Document segment

• • • • •

They will really need to show good growth in profits from here to interest investors. Sales have increased but their margins do seem to be slipping, also, no good news on the acquisition, other than "proceeding well" for £30,000,0000 I would have wanted to see a BIG increase in profits, but nothing much was reported there which I find concerning.

Jurys out on this one for now imho

nickelmer
23/11/2022
23:51
The overhang hasn't cleared yet.
wjccghcc
23/11/2022
19:27
Near 3 million traded some late reported. I bought today with several others around 37.75. The company bought 352000 for employees trust @38p. Plenty more big trades at that price. What the hell does it take to move this sp?
earwacks
16/11/2022
16:26
I hold both but I prefer ECK at these prices. DOTD is in a very crowded market and has to work hard to get any growth. ECK's order intake may suffer in retail downturns but it has the advantage of few competitors, a regulatory tailwind and the need for increased WFH security. I've been buying back at 36-37p where there seems to be an overhang.
wjccghcc
15/11/2022
06:25
Reality has come home to stock market valuations and pe multiples, and eckoh has not escaped. They were ridiculously overpriced in the 60-70p area. I feel there may be one final capitulation drop, but if the forward pe ( or post results) pe drops close to 15ish then I might consider buying back at what will feel like a half-price sale.

• • • • •

Information shown
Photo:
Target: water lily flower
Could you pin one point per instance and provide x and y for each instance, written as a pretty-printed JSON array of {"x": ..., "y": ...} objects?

• • • • •

Assignment
Can you carry on the forum thread about Eckoh shares from the point where it stops?

Exercise output
nickelmer
14/11/2022
23:27
I've cashed in enough of these around earlier highs to put me in free carry territory but that does not stop me feeling disappointed by its current depressed price. In some circumstances I might be tempted now to rebuy for a recovery but I remain unimpressed as it seems to have difficulty in maintaining good margins.
I am inclined to prefer DOTD for a recovery after a similar price fall since mid 2021 (when they were both significantly overpriced - in hindsight of course) due to it being stuffed with cash and showing better margin resilience.

boadicea
02/11/2022
08:01
Should be more reaction here to the great results long May it continue into the second half!!!Should double from here!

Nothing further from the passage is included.